[Start TEXT]

In contrast to the prior art, the control strategy of the present method and apparatus allows the substitution of an estimated motor voltage for an actual measured speed of a permanent magnet motor. By utilizing an estimated motor voltage, a less expensive speed sensor having only coarse resolution may be utilized. Additionally, the estimated voltage is more reliable than the measured speed.
Three nested control loops determine the estimated voltage. The outermost control loop is a speed regulator. Generally, an external speed command &ohgr;* (for rotational speed) is provided to the control system, e.g., from a fuel cell controller. This is compared to a speed measurement &ohgr;, which is very slow, creating a speed error. The speed regulator functions to drive this error to zero. This loop must operate at a low repetition rate due to the limitations of the available speed measurement.
The output of the speed regulator is an outer loop voltage command V*, which is compared against a motor voltage V measured in the second control loop, a voltage regulator loop. The voltage regulator loop operates at a higher rate than the speed regulator loop because the feedback quantity is a higher bandwidth signal than the speed measurement. The voltage regulator likewise attempts to drive the error to zero, producing a current command I*.

[End TEXT]
[Start MATERIAL FOR THIS EXERCISE]

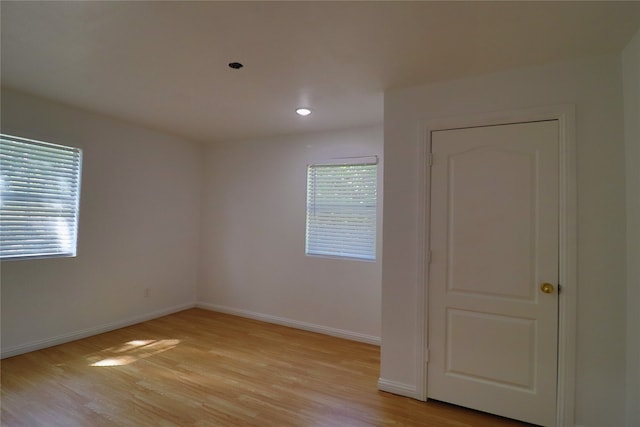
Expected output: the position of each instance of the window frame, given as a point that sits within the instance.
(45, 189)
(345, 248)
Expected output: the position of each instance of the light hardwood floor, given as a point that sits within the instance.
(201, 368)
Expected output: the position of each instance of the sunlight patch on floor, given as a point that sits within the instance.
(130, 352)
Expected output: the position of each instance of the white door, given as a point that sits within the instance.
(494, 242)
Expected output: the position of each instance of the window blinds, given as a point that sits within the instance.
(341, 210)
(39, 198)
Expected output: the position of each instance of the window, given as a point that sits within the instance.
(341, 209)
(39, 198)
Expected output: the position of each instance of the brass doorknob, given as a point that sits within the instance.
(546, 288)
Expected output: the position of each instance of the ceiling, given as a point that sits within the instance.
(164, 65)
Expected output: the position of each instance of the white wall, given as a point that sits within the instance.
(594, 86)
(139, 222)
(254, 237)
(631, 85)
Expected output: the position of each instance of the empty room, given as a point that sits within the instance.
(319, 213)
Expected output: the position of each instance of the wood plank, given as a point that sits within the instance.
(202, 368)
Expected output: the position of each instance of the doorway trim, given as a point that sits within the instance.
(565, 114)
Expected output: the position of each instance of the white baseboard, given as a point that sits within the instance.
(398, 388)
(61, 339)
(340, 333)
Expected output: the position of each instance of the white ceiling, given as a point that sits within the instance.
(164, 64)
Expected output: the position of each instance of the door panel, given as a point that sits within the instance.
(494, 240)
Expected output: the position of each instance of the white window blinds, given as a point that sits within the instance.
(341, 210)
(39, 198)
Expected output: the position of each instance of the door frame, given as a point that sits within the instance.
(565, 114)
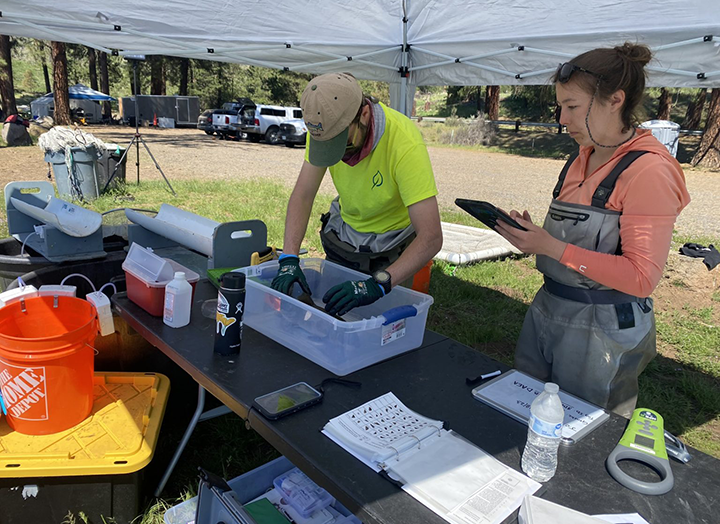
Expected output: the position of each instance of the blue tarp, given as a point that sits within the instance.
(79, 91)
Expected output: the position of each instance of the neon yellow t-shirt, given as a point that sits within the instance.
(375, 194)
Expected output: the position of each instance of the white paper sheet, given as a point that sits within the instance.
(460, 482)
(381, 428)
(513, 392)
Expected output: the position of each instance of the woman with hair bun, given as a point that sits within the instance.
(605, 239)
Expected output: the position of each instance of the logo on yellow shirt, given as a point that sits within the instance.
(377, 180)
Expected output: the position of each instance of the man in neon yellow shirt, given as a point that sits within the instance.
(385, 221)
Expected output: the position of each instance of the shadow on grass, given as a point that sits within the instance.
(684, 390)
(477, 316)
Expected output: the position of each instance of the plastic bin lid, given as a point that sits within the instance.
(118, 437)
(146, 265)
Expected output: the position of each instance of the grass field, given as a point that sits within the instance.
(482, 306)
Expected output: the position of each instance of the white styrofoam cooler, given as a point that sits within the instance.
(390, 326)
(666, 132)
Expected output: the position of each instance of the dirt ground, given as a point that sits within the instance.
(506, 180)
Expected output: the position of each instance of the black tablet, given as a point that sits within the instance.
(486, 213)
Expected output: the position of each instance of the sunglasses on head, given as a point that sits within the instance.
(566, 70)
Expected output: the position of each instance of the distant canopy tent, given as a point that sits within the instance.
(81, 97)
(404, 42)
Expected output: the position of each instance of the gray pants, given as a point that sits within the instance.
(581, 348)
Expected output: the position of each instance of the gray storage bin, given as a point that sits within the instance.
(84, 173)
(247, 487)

[End MATERIAL FOR THIS EXERCISE]

## [TO-DO LIST]
1) Swap "gray" for "silver" in the listing lines starting at the line that contains "Expected output: the position of each instance of the black" and ending at the last line of the listing, and give back only those lines with everything else unchanged.
2) Write the next part of the text on permanent magnet motor speed control, picking up after its final sentence.

## [WRITTEN RESPONSES]
1)
Expected output: the position of each instance of the black tablet, given as a point that sits within the instance.
(486, 213)
Expected output: the position of each instance of the sunglasses on head, given as a point that sits within the instance.
(566, 70)
Expected output: the position of each instance of the distant canopy tent, given as a point that sits within the instance.
(81, 97)
(404, 42)
Expected output: the position of each instance of the silver pants, given as a point that sits within the instance.
(581, 348)
Expected output: the position of each instance of the silver storage bin, given as a point that sits within the instance.
(84, 173)
(247, 487)

2)
The last loop, a current regulator loop, takes the current command I* and measures the physical current and calculates the desired instantaneous motor voltage required to synthesize the commanded current. This instantaneous voltage is integrated or averaged and fed back as the measured motor voltage (inner loop voltage command feedback signal) that is used by the voltage regulator.
Compensation for changing bus voltage is also provided in the form of a feed forward voltage function. The feed forward voltage function is provided to ensure a steady state and calculate the terminal voltage of the motor based upon the speed command. A pulse width modulator and inverter is provided which is comprised of a set of switches that will, over some period of time, average the value of the voltage that is applied. For example, suppose the system commands 50 volts. If the bus voltage is 200, a 25% duty cycle is commanded. With 25% of 200 and 75% of zero, the average over time is 50 volts.
The system advantageously allows the use of a low resolution speed measurement in high performance applications. The voltage regulator loop provides a very good substitute for the motor speed measurement as it has relatively high bandwidth compared to the available physical measurement. The voltage regulator loop also has constant dynamics, unlike a speed sensor that typically has quantization difficulty at high speeds and delay problems at low speeds.
The general beneficial effects described above apply generally to each of the exemplary descriptions and characterizations of the devices and mechanisms disclosed herein. The specific structures through which these benefits are delivered will be described in detail herein below.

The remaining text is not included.